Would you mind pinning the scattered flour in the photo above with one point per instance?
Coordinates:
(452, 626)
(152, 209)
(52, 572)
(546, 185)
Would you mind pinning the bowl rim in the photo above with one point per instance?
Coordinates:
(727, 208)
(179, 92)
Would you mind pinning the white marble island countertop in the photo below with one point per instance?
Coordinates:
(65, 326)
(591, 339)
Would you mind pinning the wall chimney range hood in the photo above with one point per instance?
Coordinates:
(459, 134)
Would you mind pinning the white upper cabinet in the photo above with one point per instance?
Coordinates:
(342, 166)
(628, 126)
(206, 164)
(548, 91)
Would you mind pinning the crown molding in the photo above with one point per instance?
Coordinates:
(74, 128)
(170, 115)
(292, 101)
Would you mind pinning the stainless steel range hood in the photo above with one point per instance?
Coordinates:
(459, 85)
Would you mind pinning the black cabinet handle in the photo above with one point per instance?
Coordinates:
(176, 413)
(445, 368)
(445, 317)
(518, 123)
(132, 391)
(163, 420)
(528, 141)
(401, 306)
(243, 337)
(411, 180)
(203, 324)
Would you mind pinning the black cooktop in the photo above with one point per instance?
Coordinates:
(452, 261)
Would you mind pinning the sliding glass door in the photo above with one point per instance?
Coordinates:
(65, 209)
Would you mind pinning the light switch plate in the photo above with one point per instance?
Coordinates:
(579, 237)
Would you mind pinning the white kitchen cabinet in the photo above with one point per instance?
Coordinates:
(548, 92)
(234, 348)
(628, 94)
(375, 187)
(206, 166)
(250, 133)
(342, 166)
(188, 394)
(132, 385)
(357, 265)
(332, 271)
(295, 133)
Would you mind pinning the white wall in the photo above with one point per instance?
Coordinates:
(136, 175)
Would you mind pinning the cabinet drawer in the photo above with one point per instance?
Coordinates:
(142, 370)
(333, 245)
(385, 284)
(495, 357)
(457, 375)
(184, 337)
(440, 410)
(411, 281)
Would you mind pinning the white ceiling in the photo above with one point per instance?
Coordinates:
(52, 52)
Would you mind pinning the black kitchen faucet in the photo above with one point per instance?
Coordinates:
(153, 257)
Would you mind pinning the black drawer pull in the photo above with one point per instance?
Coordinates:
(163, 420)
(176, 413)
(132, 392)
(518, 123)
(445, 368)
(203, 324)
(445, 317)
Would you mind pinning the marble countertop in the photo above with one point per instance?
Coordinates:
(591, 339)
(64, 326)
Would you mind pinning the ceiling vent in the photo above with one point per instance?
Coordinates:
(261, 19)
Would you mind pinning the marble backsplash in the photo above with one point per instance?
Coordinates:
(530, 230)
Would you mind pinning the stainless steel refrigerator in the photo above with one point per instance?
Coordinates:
********
Edit the lines above by changing each "range hood" to "vent hood", keeping everything else the same.

— RESULT BELOW —
Would you mind pinning the scattered flour in the photo above with one point per instance?
Coordinates:
(452, 626)
(152, 209)
(52, 572)
(546, 185)
Would you mind pinning the bowl rim in the photo above with one point per instance?
Coordinates:
(727, 208)
(179, 92)
Would you mind pinning the white marble island countertop in the photo below with one point per instance?
Coordinates:
(65, 326)
(591, 339)
Would you mind pinning the wall chimney vent hood in the photo above with one point per instance?
Coordinates:
(459, 134)
Would you mind pinning the white upper cabinet in the photo above with one point per instance?
Coordinates:
(342, 166)
(628, 126)
(206, 164)
(548, 91)
Would you mind pinning the crown molding in the photo above with one point per instance?
Coordinates:
(74, 128)
(170, 115)
(292, 101)
Would you mind pinning the stainless steel vent hood in the photo above with one point per instance?
Coordinates:
(459, 85)
Would you mind pinning the black cabinet handle in the photo above with one point per instance?
Coordinates:
(176, 413)
(445, 368)
(445, 317)
(518, 123)
(132, 391)
(163, 420)
(528, 141)
(401, 306)
(243, 337)
(411, 180)
(203, 324)
Would you mind pinning the black cooktop in the photo above with one point per instance?
Coordinates:
(452, 261)
Would you mind pinning the sliding glass door in the photo above with one point per instance?
Coordinates:
(65, 209)
Would you mind pinning the light switch plate in the photo above with one point per instance?
Coordinates:
(579, 237)
Would you mind pinning the white kitchen cabinet in the photo above with one point per instance?
Coordinates:
(548, 92)
(234, 348)
(628, 94)
(375, 187)
(206, 166)
(250, 133)
(342, 166)
(188, 394)
(132, 385)
(357, 265)
(332, 271)
(295, 133)
Would you mind pinning the white wall in the photo above with one point per instance?
Coordinates:
(136, 175)
Would you mind pinning the cabinet drawer in the photo above with one point per instance?
Coordinates:
(142, 370)
(333, 245)
(385, 284)
(495, 357)
(457, 375)
(184, 337)
(440, 410)
(411, 281)
Would you mind pinning the white ceiling in the photo above with one point per instance?
Coordinates:
(52, 52)
Would you mind pinning the black kitchen faucet in the photo above with one point per instance?
Coordinates:
(153, 257)
Would you mind pinning the black drawer pull in the photo above with one point per instance?
Coordinates:
(163, 420)
(176, 413)
(132, 392)
(518, 123)
(445, 368)
(203, 324)
(445, 317)
Would you mind pinning the marble countertop in the photo above with one point per instance?
Coordinates:
(591, 339)
(64, 326)
Would you mind pinning the ceiling vent in the photo above with one point per instance?
Coordinates:
(261, 19)
Would you mind pinning the marble backsplash in the photo above with one point per instance?
Coordinates:
(530, 230)
Would you mind pinning the stainless steel refrigerator in the photo above with one point per instance?
Coordinates:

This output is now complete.